ABOUT THIS EXERCISE:
Rewrite the stretch from "Giorgia Meloni said on" through "servicemen and women." in the blog post below, substituting "platitudes" for "bromides".

Thursday, 1 January 2026

Quotations

In twenty to thirty years, Islam could become the dominant religion [in Germany].
Cardinal Gerhard Müller in an interview with Diane Montagna dated September 17, 2025, quoted by Rod Dreher 
yesterday in his newsletter

If you’re carrying the weight of roads not taken, of dreams deferred, of a life that feels smaller than you once hoped — watch It’s a Wonderful Life again tonight. Not as nostalgia, but as revelation.
Tony Seruga also quoted by Rod Dreher 


Giorgia Meloni warns her staff that 2026 will be "much worse" than 2025

I missed this. 

Giorgia Meloni said on December 23rd, "The year we've had has been tough for all of us. But don't worry, the next one will be much worse."

This was in the Christmas message that the Italian Prime Minister delivers each year to people in her office, usually consisting of bromides. 

Last year, for example, she wished everyone a Merry Christmas especially people who 'can’t be with their families' such as police, doctors, nurses and servicemen and women.

DATA RECORDS:

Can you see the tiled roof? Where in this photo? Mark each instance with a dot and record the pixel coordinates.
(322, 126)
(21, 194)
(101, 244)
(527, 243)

RESULT BELOW:
Giorgia Meloni said on December 23rd, "The year we've had has been tough for all of us. But don't worry, the next one will be much worse."

This was in the Christmas message that the Italian Prime Minister delivers each year to people in her office, usually consisting of platitudes. 

Last year, for example, she wished everyone a Merry Christmas especially people who 'can’t be with their families' such as police, doctors, nurses and servicemen and women.